◆ Listing ◆
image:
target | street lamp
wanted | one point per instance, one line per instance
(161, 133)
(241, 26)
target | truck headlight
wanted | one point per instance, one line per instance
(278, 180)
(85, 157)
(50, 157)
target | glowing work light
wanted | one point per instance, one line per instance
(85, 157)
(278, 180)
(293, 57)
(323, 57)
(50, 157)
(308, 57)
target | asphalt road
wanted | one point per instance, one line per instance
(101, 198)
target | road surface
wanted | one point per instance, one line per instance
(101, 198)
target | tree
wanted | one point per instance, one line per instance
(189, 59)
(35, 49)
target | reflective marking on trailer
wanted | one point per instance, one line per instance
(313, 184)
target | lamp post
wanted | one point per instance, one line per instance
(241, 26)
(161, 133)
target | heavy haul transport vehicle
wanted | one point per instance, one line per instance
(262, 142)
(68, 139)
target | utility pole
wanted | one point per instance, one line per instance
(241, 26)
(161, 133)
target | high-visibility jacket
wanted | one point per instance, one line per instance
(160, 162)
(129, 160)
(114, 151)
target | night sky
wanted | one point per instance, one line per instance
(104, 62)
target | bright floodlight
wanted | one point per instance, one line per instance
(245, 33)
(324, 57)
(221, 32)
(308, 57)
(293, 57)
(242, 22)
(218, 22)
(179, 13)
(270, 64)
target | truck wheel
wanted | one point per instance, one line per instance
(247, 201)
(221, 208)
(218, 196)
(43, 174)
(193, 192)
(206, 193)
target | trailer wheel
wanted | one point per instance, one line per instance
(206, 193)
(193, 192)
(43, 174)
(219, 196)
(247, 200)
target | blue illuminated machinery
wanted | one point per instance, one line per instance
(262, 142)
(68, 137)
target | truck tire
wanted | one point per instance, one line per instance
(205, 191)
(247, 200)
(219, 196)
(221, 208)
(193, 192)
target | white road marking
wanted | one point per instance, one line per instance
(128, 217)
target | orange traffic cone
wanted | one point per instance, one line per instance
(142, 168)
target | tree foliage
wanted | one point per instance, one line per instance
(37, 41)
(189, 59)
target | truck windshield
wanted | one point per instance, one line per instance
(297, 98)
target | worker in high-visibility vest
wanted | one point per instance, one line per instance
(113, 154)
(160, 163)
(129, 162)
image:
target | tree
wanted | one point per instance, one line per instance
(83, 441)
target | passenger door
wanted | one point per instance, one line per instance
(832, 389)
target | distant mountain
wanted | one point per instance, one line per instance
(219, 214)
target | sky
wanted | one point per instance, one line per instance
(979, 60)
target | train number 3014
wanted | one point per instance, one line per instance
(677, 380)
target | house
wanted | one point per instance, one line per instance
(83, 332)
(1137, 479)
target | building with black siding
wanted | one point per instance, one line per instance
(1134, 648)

◆ Task directions ◆
Copy all data exactly, start to finish.

◆ Solution to this problem ◆
image:
target | street lamp
wanted | one point per instance, one line per instance
(161, 133)
(241, 26)
target | truck headlight
wanted | one point per instance, one line per instance
(278, 180)
(85, 157)
(50, 157)
target | glowing work light
wanted | one point per instance, one line per instance
(85, 157)
(278, 180)
(293, 57)
(323, 57)
(50, 157)
(308, 57)
target | asphalt road
wanted | one point per instance, one line per instance
(101, 198)
target | road surface
wanted | one point per instance, one line per instance
(101, 198)
target | tree
wanted | one point per instance, one line per instance
(189, 59)
(35, 49)
target | reflective marking on trailer
wanted | one point per instance, one line per instance
(313, 184)
target | lamp post
wanted | one point per instance, one line per instance
(241, 26)
(161, 133)
target | heavy haul transport vehicle
wanted | one point per instance, one line per instance
(262, 142)
(68, 139)
target | utility pole
wanted | one point per instance, one line per instance
(241, 26)
(161, 133)
target | high-visibility jacket
wanted | one point per instance, one line per instance
(160, 162)
(129, 160)
(114, 151)
target | night sky
wanted | one point per instance, one line per instance
(104, 62)
target | bright floodlight
wanted | one point per instance, one line per instance
(245, 33)
(324, 57)
(221, 32)
(308, 57)
(293, 57)
(242, 22)
(218, 22)
(179, 13)
(270, 64)
target | truck wheel
wanted | one point per instance, one line per instance
(247, 201)
(221, 208)
(218, 196)
(43, 174)
(193, 192)
(206, 193)
target | trailer wheel
wanted | one point per instance, one line per instance
(206, 193)
(193, 192)
(43, 174)
(219, 196)
(247, 200)
target | blue illuminated machinery
wanted | one point per instance, one line per instance
(262, 142)
(68, 137)
target | truck tire
wanted | one point per instance, one line per instance
(205, 191)
(247, 200)
(219, 196)
(221, 208)
(193, 192)
target | white road marking
wanted | one point per instance, one line per instance
(128, 217)
target | orange traffic cone
wanted | one point per instance, one line per instance
(142, 168)
target | tree foliage
wanted | one point per instance, one line per instance
(37, 41)
(189, 59)
target | truck windshield
wanted | one point per instance, one line per instance
(297, 98)
target | worker in high-visibility vest
wanted | one point per instance, one line per instance
(113, 154)
(160, 163)
(129, 162)
image:
target | tree
wanted | one point per instance, one line per instance
(83, 441)
target | passenger door
wanted | one point per instance, one line per instance
(832, 389)
target | distant mountain
wanted | one point per instance, one line per instance
(219, 214)
target | sky
wanted | one point per instance, one line per instance
(979, 60)
target | train number 3014
wanted | one point per instance, one line per instance
(677, 380)
target | house
wanted | one point per instance, one line per instance
(83, 332)
(1137, 479)
target | building with black siding
wanted | one point per instance, one line per instance
(1134, 648)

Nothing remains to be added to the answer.